Monday, August 19, 2013


The term "POLYPHARMACY" can mean several different things:

1. A patient sees two different doctors. Each prescribes the patient Vicodin. The patient gets the prescriptions filled at two different pharmacies and pays cash. That's Polypharmacy.

2. A patient has different medications on her profile transferred to various pharmacy chains in order to take advantage of the $25 transfer coupons. That's Polypharmacy.

3. A patient sees ONE doctor but gets multiple prescriptions for the same condition. That's Polypharmacy.

SITUATION NUMBER 1: Most cases of Polypharmacy are the result of the first example above. This is so common with the misuse of narcotics that for years it went undetected unless pharmacies communicated with one another about the same patients. Most states now have a prescription drug monitoring program to help with this problem. Pharmacists can log into a website and see the narcotic history of the patient's drug use. Pharmacies are required to submit narcotic logs to the local Board of Pharmacy which indexes all the drugs by patient. From there any pharmacist at Goofmart Pharmacy can see if I.B. Takingtoomuch is filling Vicodin at Jimmy's Pharmacy or Wigglegreens or wherever. It's a valuable tool.

I'm sure you can see the danger of a patient getting multiple prescriptions from different doctors. Nobody dislikes pain more than I do, but serious harm and/or death can result from the misuse of narcotics. When you add benzodiazepines (such as Xanax or Valium) and alcohol to the mix, the danger skyrockets.

SITUATION NUMBER 2: Considering situation number two above... this is a problem that gets generated by pharmacies themselves. These decisions are made by muckity-mucks at the corporate level who don't have a clue as to the danger here. Sure, it SEEMS reasonable to go after business any way you can. Walfart Pharmacy has clients and we want them. Let's offer an incentive to get them to come to our pharmacy and thus shop in our grocery! Let's offer them $25 to transfer a prescription. Who cares if there is inherent danger to overloading pharmacists with having to take the time to manually call all over creation to transfer a prescription over the phone and risk getting the wrong information or making a mistake in transcription? It's all about the bottom line.

++++++++

* Questions to answer
a - Translate this sentence from the polypharmacy post into Spanish: "Most states now have a prescription drug monitoring program to help with this problem."
b - According to the polypharmacy post, what is the value of the transfer coupons that lead a patient to move medications to various pharmacy chains?
c - Reproduce word for word the part of the polypharmacy post that begins at the words "Monday, August 19, 2013" and stops after "cash. That's Polypharmacy.".

* Recorded data
++++++++

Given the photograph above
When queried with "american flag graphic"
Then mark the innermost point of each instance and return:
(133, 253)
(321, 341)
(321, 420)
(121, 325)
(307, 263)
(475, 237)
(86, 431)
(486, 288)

++++++++

* Exercise responses
a - La mayoría de los estados tienen ahora un programa de monitoreo de medicamentos recetados para ayudar con este problema.

b - $25

c -
Monday, August 19, 2013


The term "POLYPHARMACY" can mean several different things:

1. A patient sees two different doctors. Each prescribes the patient Vicodin. The patient gets the prescriptions filled at two different pharmacies and pays cash. That's Polypharmacy.